#### Problem requirements
Each entry below should be written out exactly as it is, with no pictures.

#### Provided records
— begin —

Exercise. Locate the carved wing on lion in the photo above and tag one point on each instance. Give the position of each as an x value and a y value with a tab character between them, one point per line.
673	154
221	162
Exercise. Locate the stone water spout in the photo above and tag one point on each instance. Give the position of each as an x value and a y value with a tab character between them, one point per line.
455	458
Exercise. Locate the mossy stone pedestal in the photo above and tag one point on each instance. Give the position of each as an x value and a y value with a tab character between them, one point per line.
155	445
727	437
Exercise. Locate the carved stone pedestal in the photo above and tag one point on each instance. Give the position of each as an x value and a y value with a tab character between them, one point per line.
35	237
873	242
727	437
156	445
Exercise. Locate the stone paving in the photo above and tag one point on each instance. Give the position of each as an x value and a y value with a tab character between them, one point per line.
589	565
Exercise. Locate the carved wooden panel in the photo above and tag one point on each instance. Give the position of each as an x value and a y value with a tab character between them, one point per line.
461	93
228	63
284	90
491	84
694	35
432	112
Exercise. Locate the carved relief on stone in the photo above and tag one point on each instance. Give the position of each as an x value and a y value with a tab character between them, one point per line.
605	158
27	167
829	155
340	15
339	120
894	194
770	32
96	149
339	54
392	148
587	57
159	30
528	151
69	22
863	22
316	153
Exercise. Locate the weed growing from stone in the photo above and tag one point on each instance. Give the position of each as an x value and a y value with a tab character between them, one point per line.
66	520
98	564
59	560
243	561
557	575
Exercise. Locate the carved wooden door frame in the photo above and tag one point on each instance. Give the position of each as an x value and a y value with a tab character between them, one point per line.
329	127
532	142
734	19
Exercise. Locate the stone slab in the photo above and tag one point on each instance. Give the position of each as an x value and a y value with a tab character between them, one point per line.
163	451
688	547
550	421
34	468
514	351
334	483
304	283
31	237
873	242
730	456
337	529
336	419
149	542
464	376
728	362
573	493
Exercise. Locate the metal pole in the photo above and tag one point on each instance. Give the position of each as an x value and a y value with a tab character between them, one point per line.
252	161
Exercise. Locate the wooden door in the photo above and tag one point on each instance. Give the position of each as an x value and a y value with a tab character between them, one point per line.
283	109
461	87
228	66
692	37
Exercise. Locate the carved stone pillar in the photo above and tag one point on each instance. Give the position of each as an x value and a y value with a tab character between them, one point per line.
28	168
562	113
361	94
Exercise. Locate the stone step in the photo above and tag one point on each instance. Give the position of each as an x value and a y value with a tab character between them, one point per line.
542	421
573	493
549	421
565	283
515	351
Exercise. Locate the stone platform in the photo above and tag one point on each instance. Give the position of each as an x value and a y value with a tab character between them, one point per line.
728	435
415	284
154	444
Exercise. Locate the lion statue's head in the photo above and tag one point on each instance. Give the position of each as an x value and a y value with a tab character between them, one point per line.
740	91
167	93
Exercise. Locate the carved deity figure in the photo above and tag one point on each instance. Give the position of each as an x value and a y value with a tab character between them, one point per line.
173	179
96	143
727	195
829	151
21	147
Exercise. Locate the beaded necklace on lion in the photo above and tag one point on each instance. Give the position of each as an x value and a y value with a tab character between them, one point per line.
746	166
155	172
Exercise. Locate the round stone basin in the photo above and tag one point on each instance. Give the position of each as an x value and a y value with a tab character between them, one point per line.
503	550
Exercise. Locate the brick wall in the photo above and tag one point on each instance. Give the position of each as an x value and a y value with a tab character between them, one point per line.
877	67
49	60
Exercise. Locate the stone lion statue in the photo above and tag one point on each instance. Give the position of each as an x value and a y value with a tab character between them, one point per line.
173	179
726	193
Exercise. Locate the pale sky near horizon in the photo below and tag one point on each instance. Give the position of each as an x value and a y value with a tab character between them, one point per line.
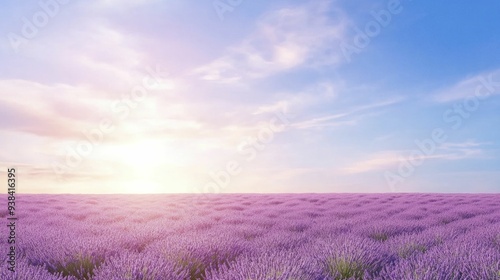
147	96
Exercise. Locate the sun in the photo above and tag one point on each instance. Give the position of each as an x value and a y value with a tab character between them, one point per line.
142	161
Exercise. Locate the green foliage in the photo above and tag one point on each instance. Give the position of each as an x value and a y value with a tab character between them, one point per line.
344	269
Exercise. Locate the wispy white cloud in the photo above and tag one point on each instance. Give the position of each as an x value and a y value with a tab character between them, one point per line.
484	84
349	117
392	158
283	39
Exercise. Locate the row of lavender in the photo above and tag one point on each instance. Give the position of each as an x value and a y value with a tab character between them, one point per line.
240	236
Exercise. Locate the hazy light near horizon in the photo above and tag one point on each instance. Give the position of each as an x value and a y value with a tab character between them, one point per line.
250	96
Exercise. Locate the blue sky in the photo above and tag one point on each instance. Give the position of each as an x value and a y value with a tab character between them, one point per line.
250	96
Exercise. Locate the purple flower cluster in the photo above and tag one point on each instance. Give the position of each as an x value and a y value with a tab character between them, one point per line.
256	236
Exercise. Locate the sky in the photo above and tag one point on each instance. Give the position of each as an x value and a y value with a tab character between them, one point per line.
238	96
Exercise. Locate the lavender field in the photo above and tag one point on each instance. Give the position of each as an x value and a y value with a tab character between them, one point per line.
250	236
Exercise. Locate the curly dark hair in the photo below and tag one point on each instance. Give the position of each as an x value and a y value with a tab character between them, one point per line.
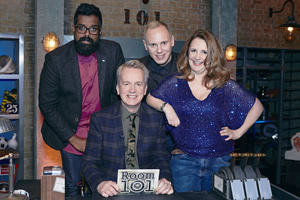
88	9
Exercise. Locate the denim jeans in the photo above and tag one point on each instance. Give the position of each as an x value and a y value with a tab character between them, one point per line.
71	164
194	174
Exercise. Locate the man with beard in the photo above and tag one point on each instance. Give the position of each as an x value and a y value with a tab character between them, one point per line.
77	79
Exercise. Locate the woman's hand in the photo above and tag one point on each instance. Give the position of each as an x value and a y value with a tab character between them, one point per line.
108	188
171	115
164	187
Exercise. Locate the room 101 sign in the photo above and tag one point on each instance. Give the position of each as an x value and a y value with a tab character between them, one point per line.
138	180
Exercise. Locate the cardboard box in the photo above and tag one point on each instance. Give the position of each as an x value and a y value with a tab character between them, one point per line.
52	187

— end —

#### Task result
Exercise. Locate the carved wing on lion in the photo above and tag one point on each instance. Give the position of each as an x value and a y value with a tab character between them, one point per line.
673	154
221	162
Exercise. Locate the stone water spout in the photo above and tag one point on each instance. Give the position of each as an x value and a y value with a tab character between them, one point per line.
455	458
Exercise. Locate the mossy stone pedestal in the photo above and tag one point on each instance. Give the position of each as an x value and a y value with a tab character between them, one point per line.
155	445
727	437
Exercise. Locate the carved stone pedestal in the photo above and tag one point on each instance. Give the position of each as an x value and a y value with a tab character between them, one point per line.
35	237
873	242
727	437
156	445
Exercise. Locate the stone paving in the photo above and tag one point on each instance. Give the position of each as an x value and a y value with a tab character between them, one point per line.
589	565
Exercise. Locate the carved wooden panel in the photo above and tag one point on each instance. Give the position of each as an x value and a y value with a tab character between them, one point per line.
461	93
228	63
284	90
491	84
694	35
432	112
Exercise. Locate the carved relief on stone in the photo above and tag one point on each instance. Give the position of each as an x value and a y value with a tab character between them, one point per line.
605	158
27	167
829	155
340	15
339	120
894	194
770	32
96	149
339	54
392	148
587	57
159	30
528	151
69	22
863	22
316	153
Exercise. Locate the weed growing from stone in the photo above and tag one point on each instance. Give the position of each as an x value and a y value with a tab character between them, one point per line.
66	520
98	564
59	560
243	561
557	575
Exercise. Locate the carved wooden door frame in the photo above and tag one point on each instance. Give the position of each as an x value and a y value with a tab character between them, one point per line.
329	127
532	142
734	19
Exercise. Locate the stone slab in the photo above and tag one point on each instance. Give the position of each as an x value and a y value with a tab character between them, one point per line.
163	451
688	547
550	421
34	468
514	351
334	483
304	283
31	237
873	242
730	456
337	529
336	419
149	542
464	376
728	362
573	493
Exercise. Locate the metal pole in the photo above and tag one point on each instance. Give the position of each as an x value and a y value with a tab character between them, one point per line.
252	161
Exercise. Locate the wooden door in the photo above and tag one point on each instance. Give the position of each as an x value and a y value with a tab character between them, one point per line.
283	109
461	87
228	66
692	37
Exercise. Locate the carved stone pillar in the photo above and tag one point on each instance. Give the position of each as an x value and a y value with a tab character between them, one point per line.
28	168
562	113
361	94
Exercise. Locate the stone step in the photo above and tag one point on each instance. Give the position of each as an x value and a y value with a tab character between them, one point per line.
542	421
573	493
549	421
565	283
515	351
Exercise. Locate the stone platform in the photo above and tag one point on each instance. Give the position of each as an x value and a y value with a tab character between them, one point per line.
728	435
415	284
154	444
Exercise. Locate the lion statue's head in the photo above and tag one point on each instance. Give the position of each as an x value and a y value with a tab character between them, one point per line.
740	91
167	93
Exercise. Locate the carved deity figure in the photo above and tag one point on each instance. Give the position of each as an x value and a y value with a tab character between them, one point per line.
173	179
96	143
727	195
829	151
21	147
Exercise. Locate the beaded necklace on lion in the photo above and tag one point on each instance. Give the position of each as an x value and a y value with a tab character between them, one point per line.
746	166
155	172
Exercise. Locate the round stone basin in the photo above and tag one point on each instance. Give the position of each as an x value and a y value with a tab character between them, one point per line.
503	550
Exercise. Locate the brick wall in the photo above and tag one point on each instance. Give the position of each as an x value and a y value with a tab character between them, one point per line.
877	67
49	60
Exercise. Locate the stone lion statue in the photo above and tag one point on each instance. Give the position of each as an x value and a y value with a tab character between them, one point per line.
173	179
726	193
Exercise. Locate the pale sky near horizon in the photo below and tag one point on each instance. Give the position of each as an x value and a y value with a tab character between them, one point per line.
147	96
Exercise. Locate the sun in the photo above and tag one point on each instance. Give the position of each as an x value and a y value with a tab character between them, one point per line.
142	161
Exercise. Locate the green foliage in the photo above and tag one point on each instance. Give the position of each as an x value and a y value with a tab character between them, one point per line.
344	269
Exercise. Locate the wispy white cloud in the photo above and tag one point on each instance. Give the position of each as an x value and a y value with a tab character between them, one point per line.
484	84
349	117
392	158
283	39
Exercise. Locate the row of lavender in the photo above and tag one point on each instance. Give the position of each as an x value and a y value with a tab character between them, one point per line.
240	236
Exercise. Locate the hazy light near horizon in the photo above and tag one point on each instance. Give the position of each as an x value and a y value with a tab character between them, one point per line.
250	96
Exercise. Locate the blue sky in the photo above and tag one point on each instance. Give the position of each as an x value and a y value with a tab character between them, one point per line.
250	96
Exercise. Locate the purple flower cluster in the photo above and tag one point on each instance. Give the position of each as an x value and a y value with a tab character between them, one point per line.
256	236
Exercise. Locate the sky in the photo above and tag one point on each instance. Give the position of each as an x value and a y value with a tab character between them, one point per line.
238	96
Exercise. Locate the lavender field in the photo above and tag one point on each instance. Give the position of each as an x value and a y value with a tab character between them, one point per line.
250	236
Exercise. Locate the curly dark hair in the photo below and tag one point on each instance. Give the position of each as an x value and a y value with a tab character between them, one point per line.
88	9
Exercise. Locate the denim jeans in the photo above and tag one point on each instance. Give the position of each as an x value and a y value with a tab character between them, one point per line.
71	164
194	174
Exercise. Locate the man with beard in the photo above and tag one point on each instance. Give the position of each as an x value and a y value with a tab character between them, one point per line.
77	79
Exercise. Locate the woman's hand in the photo above and tag one point on each instance. Give the position of each as an x value and a y value with a tab character between them, one point per line.
108	188
171	115
164	187
Exercise. Locate the room 101 sign in the photo above and tag one point on each instance. Give the position of each as an x value and a y value with a tab character between them, one point per line.
138	180
Exercise. Locate the cardboard box in the photo above and tag one point on each instance. Give the position of each as an x value and a y value with a tab character between them, one point per line.
52	187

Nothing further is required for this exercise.